Directions for this task:
Copy out everything from the line containing "For every instance of the woman's smile, give" down to the end of the rows, substituting "helmet" for "hard hat" wherever it occurs and leaving all else unchanged.

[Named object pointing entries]
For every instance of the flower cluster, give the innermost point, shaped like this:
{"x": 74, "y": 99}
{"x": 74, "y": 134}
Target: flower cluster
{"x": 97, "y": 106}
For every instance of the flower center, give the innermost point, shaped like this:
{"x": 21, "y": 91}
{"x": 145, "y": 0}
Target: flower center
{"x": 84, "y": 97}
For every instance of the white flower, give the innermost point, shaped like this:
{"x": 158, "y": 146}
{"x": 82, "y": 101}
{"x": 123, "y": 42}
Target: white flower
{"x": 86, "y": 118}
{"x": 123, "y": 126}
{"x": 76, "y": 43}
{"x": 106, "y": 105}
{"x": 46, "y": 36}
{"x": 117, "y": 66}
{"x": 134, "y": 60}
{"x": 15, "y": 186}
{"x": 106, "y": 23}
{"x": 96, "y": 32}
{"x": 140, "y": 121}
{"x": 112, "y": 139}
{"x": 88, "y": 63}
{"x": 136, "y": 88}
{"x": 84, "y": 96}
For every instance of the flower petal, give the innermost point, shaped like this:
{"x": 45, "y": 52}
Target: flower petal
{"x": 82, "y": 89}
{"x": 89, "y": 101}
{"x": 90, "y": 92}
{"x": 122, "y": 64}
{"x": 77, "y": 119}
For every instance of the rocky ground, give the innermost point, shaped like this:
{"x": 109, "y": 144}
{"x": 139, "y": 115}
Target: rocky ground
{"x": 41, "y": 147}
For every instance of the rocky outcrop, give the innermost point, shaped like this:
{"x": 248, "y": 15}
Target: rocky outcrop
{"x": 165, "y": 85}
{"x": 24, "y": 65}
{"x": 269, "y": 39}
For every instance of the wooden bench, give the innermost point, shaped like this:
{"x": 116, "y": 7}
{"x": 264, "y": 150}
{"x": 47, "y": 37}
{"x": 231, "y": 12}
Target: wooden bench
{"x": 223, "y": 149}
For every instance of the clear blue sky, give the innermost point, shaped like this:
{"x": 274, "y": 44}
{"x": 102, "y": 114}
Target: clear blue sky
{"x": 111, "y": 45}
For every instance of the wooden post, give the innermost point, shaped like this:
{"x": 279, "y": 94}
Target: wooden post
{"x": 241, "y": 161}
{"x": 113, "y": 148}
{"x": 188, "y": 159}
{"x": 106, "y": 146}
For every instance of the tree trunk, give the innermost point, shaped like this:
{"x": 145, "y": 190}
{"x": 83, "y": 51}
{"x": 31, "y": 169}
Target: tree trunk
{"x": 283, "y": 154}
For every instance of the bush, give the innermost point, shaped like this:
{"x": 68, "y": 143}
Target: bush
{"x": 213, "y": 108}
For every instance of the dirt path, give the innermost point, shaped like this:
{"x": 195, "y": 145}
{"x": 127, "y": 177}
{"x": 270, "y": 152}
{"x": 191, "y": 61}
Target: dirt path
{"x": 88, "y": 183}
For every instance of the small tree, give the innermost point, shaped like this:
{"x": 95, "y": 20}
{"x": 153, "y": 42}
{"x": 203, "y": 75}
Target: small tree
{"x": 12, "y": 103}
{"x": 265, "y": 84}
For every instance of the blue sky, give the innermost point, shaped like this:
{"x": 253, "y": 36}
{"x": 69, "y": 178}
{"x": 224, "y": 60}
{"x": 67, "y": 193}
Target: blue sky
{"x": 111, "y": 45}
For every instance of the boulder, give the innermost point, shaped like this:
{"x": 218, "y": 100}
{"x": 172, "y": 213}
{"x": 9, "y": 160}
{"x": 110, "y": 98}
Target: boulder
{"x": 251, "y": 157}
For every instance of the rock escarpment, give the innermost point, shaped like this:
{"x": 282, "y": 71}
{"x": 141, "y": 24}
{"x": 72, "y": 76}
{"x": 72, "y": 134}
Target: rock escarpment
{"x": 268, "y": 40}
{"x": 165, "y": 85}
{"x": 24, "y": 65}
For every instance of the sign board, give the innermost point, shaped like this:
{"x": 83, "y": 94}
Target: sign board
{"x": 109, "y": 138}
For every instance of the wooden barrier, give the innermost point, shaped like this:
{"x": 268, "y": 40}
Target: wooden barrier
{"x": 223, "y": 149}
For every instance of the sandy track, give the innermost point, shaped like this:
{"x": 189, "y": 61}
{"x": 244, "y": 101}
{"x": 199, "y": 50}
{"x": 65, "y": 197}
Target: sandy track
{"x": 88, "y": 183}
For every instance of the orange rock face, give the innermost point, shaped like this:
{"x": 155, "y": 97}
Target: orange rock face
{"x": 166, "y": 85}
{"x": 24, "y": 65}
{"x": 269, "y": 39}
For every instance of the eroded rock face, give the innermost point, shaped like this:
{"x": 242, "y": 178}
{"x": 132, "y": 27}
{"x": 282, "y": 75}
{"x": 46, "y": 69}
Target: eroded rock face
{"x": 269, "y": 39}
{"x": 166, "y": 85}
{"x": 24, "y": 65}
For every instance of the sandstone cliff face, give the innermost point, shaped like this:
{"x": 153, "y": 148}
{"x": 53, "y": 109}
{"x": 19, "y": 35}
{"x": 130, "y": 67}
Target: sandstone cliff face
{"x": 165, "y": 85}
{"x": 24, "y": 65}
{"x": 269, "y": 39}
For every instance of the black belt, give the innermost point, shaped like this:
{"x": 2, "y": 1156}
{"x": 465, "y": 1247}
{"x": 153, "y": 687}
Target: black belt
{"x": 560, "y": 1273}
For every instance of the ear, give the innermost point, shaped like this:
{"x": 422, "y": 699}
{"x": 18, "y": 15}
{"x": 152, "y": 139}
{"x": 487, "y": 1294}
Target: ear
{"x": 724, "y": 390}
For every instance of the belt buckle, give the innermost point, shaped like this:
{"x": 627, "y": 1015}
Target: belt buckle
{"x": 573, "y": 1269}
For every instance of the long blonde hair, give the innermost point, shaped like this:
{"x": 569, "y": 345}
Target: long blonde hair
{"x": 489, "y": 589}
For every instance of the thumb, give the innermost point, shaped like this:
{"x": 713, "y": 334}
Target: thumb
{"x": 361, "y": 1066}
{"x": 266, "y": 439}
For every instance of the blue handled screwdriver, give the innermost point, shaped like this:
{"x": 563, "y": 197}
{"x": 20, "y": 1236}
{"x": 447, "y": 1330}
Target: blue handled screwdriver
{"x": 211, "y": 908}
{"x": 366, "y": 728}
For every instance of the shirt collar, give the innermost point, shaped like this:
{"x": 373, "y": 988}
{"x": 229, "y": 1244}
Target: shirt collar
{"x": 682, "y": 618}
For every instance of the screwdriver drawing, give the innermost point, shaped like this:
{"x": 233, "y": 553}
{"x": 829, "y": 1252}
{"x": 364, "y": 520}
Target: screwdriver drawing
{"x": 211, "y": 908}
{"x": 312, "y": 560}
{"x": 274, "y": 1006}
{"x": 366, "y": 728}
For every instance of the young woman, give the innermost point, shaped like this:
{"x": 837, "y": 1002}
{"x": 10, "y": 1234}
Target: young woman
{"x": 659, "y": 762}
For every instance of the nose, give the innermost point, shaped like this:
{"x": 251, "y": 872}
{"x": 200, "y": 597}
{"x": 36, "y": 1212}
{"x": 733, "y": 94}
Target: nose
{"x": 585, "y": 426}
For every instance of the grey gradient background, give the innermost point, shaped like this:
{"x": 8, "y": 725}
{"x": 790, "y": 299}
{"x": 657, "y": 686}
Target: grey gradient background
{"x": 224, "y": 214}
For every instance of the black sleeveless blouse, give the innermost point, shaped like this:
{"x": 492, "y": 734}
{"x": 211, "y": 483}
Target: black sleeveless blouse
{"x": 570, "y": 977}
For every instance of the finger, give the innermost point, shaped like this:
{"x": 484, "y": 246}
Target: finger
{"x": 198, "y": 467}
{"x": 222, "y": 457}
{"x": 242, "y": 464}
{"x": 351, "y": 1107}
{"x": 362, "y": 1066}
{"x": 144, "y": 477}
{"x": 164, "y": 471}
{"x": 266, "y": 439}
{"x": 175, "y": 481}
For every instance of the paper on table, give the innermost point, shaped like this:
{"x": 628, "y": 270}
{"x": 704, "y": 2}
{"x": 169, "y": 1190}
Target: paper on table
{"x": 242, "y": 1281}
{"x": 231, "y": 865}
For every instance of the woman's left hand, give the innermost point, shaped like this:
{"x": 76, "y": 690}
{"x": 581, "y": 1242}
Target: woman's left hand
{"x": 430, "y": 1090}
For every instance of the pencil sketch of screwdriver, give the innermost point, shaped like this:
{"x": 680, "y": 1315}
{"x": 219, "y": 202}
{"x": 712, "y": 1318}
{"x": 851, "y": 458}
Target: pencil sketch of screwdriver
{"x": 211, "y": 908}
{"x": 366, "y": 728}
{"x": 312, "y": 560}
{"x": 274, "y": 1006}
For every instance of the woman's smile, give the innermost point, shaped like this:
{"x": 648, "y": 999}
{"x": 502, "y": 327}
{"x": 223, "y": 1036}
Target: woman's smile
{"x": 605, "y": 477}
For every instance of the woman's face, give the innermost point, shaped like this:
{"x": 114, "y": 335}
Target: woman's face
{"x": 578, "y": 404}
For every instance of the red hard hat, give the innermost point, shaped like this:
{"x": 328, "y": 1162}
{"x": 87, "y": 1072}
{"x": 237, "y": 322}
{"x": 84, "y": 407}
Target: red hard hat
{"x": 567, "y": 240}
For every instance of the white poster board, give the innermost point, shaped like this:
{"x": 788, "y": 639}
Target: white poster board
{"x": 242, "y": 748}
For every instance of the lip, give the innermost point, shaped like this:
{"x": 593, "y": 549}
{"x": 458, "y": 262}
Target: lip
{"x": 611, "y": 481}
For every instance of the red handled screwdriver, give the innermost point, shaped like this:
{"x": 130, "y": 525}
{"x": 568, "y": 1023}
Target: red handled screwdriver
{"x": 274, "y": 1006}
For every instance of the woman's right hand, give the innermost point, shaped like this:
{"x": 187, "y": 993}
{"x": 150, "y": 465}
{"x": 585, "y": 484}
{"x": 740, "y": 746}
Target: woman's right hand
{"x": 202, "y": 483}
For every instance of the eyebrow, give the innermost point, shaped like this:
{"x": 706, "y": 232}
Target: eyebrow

Answer to this task:
For every instance of the woman's smile, give the innermost point, shaped like this:
{"x": 648, "y": 999}
{"x": 502, "y": 327}
{"x": 223, "y": 1036}
Target: woman's smile
{"x": 605, "y": 477}
For every instance of the woman's face, give the innermost point, shaped like this:
{"x": 114, "y": 335}
Target: woman's face
{"x": 578, "y": 404}
For every instance of the red helmet, give the innermost point, shaped like this:
{"x": 328, "y": 1162}
{"x": 87, "y": 1072}
{"x": 237, "y": 322}
{"x": 84, "y": 407}
Target: red helmet
{"x": 567, "y": 240}
For every instance of the white poster board, give the innermost point, shaped like this:
{"x": 788, "y": 639}
Target: white poster board
{"x": 242, "y": 748}
For every instance of the lip, give the innermost point, shaped like this:
{"x": 593, "y": 549}
{"x": 458, "y": 262}
Target: lip
{"x": 611, "y": 481}
For every instance of the red handled screwdriver, give the innermost point, shaped like this:
{"x": 130, "y": 525}
{"x": 568, "y": 1023}
Target: red handled screwdriver
{"x": 274, "y": 1006}
For every instance of the woman's right hand, give the innermost point, shaped like this:
{"x": 187, "y": 993}
{"x": 150, "y": 465}
{"x": 585, "y": 484}
{"x": 740, "y": 746}
Target: woman's right hand
{"x": 202, "y": 483}
For every instance of the eyebrow, give the innermost point, shaped like this:
{"x": 706, "y": 232}
Target: eyebrow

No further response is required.